- Work to be completed
Would you transcribe the listing that follows, character for character, and omit its images?

(Data items)
* * * *
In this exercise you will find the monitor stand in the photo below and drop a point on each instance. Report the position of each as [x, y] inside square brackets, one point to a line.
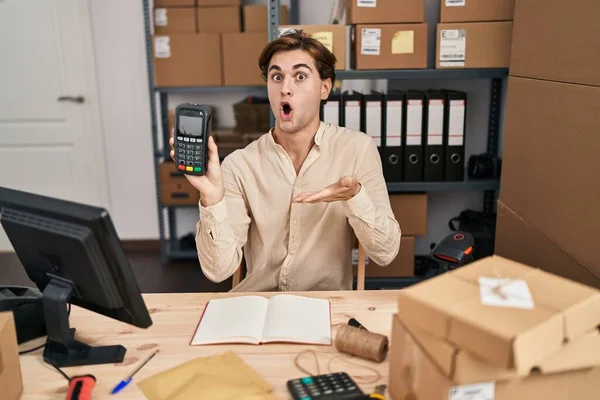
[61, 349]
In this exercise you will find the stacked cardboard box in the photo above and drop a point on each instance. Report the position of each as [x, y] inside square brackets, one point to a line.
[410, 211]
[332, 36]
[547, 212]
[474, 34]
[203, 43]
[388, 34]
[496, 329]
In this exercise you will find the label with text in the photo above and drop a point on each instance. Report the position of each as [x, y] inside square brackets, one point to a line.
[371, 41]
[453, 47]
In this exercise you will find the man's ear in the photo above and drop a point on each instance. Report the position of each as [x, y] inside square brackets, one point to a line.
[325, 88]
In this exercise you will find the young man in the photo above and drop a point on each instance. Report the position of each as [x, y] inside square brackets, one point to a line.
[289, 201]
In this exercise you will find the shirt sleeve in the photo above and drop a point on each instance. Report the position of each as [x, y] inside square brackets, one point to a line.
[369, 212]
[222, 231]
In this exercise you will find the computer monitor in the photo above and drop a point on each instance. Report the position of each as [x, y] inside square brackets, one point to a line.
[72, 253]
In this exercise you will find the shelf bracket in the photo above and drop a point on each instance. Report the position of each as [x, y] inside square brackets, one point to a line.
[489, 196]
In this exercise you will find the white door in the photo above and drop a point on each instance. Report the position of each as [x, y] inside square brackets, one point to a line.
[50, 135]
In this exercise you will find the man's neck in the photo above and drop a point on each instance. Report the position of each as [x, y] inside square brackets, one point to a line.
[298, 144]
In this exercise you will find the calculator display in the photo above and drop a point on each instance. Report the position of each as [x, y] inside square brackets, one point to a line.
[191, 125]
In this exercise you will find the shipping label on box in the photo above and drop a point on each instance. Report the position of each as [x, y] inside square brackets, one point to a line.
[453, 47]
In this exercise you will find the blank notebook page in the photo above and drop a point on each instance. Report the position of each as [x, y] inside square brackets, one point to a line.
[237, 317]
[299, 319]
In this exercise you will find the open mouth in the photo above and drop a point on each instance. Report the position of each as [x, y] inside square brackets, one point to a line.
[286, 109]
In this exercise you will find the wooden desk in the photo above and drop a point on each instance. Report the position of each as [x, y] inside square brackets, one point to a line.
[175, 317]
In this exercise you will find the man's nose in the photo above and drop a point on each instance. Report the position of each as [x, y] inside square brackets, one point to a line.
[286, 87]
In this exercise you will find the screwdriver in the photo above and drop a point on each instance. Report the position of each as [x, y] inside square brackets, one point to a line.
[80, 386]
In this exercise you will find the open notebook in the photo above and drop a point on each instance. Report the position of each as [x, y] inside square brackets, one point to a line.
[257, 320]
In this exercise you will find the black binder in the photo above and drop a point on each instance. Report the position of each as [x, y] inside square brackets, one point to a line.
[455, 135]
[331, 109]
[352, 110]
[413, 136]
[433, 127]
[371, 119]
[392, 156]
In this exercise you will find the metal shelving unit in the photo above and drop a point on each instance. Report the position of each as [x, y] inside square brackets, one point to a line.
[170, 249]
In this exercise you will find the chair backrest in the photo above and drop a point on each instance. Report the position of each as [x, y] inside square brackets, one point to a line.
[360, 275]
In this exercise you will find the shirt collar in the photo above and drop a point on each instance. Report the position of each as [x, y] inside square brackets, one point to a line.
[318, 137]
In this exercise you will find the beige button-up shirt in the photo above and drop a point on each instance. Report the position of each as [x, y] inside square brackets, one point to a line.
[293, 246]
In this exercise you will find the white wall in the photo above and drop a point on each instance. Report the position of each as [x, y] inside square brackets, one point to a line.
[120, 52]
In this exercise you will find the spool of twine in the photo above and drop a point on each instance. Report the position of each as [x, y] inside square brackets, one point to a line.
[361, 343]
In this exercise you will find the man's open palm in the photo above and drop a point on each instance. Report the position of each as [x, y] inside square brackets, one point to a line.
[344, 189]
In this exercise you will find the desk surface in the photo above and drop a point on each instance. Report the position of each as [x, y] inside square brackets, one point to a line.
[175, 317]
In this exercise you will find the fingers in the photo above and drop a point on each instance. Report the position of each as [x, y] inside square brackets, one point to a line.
* * * *
- Exercise response
In this exercise you will find the monitor stand in the photo below and drop a point on each instance. Report the position of each as [x, y] inside square brackets, one point to a line.
[61, 349]
In this exercise you will find the stacked cardboard box in the photo above and drop a point on each instance. Report the position of each as [x, y] inside square brackets, one point to a line.
[410, 211]
[332, 36]
[547, 212]
[474, 34]
[203, 43]
[388, 34]
[496, 329]
In this exercise you will find the label with text in the photo above and drop a point on each instance. Report the position of each as [x, y] inside square brackets, one point to a line.
[371, 41]
[453, 47]
In this exercise you will find the man's ear in the photo above and drop a point on each instance. Report the position of each as [x, y] inside square brackets, one point to a line.
[325, 88]
In this exercise you will find the young man in the photo above and drop a point on each instance. Report the position of each as [x, y] inside square brackets, one point to a line.
[289, 201]
In this exercise you will find the shirt sleeve in the photo above and drop a point on each instance. Report the position of each as [x, y] inside square brackets, one point to a line.
[369, 212]
[222, 231]
In this exercise you will find the computer monitor in the photo above and drop a point on each instance. Report the position of each as [x, y] inside square brackets, one point to a line.
[72, 253]
In this exercise you will find the shelf bracket in the photo above and drop a point on each instance. Report the position of each as [x, y] inside square brackets, one point to a line.
[489, 196]
In this exercise you will find the white door in the photo above and drop a point on each instance. Report the position of each as [x, y] inside square brackets, one point to a line.
[50, 135]
In this exercise you will find the man's neck in the photo above and drop a point on each instance. Report the position of each as [x, y] inside square brackets, one point to a line.
[298, 144]
In this exercise you will find the calculator display in the photo above and drop a point on each instance. Report the position of each as [x, y] inside square brackets, one point to a line.
[191, 125]
In this exercise you will find the shipping label on box in the photo above and drop a point on each instance. Report the position of each as [x, y] inside square brackets, one point to a line.
[453, 47]
In this exercise you will find the blank notebook page in the photo above and drop a point on each instance. Report the position of each as [x, y] inside square brackets, one point to a line.
[237, 317]
[299, 319]
In this exercise you will find the open mouth in the photo above and drop a point on each instance. Report the position of each as [x, y] inside square brackets, one point to a line.
[286, 109]
In this exercise you will find the wooden desk in the photo above and drop a point on each instance. Report the position of each as [x, y] inside square brackets, one point to a line.
[175, 317]
In this exercise you will find the man's nose in the photo above and drop a point on each instance. Report the position of each as [x, y] inside square brackets, one point to a line.
[286, 87]
In this exercise you will find the screwdriver in the photo above and drop a point on each instance. Report the position of each as [x, y] inside square brackets, one point to a line.
[80, 386]
In this exercise you will find the open notebook in the photo above and drop a point on each instance. Report the position of each as [x, y] inside square brackets, one point to a line.
[257, 320]
In this exercise you will find the black binder in the photo above and drop a point on each instance. Report the position of each as [x, y] inside square brackets, one point to a line.
[455, 135]
[331, 109]
[352, 110]
[413, 136]
[433, 127]
[371, 119]
[392, 156]
In this exercise you will find the metal shelving unit in the photo above and drop a point on each instance. Report the position of each as [x, y] inside square brackets, one point to a line.
[170, 249]
In this exercise you will find the chair backrest in the photo above and drop a point on each instance. Report the position of each as [x, y] inside square brackets, one point to a line.
[360, 275]
In this exercise you will find the shirt collar in the photo above and drop a point on each instance. Report the position of each as [x, y] inside square brackets, one point to a line.
[318, 137]
In this exercise you will find the beige button-up shirt in the photo above and drop a point on each instance. Report the position of each as [x, y] inside square brackets, one point to a line.
[293, 246]
In this exercise you will find the white wall in the photo above and drop a point on each instance. Report the position of each as [x, y] inside square brackets, one point to a line.
[120, 52]
In this exercise you will find the spool of twine in the photo above and drop a point on each instance. Report the position of each as [x, y] inside square brackets, one point to a line.
[361, 343]
In this exercise you will find the man's open palm in the photo above and drop a point on each instance. Report the position of each as [x, y] inside square brackets, one point to a line.
[344, 189]
In this exercise you will find the desk surface in the photo above and drop a point on each instance. Report the position of each as [x, y] inside square brackets, one point to a line.
[175, 317]
In this exercise you will find the fingers in the photo above and drop a point on each instance. Report the position of each as [x, y] inside square brackets, one point to a line.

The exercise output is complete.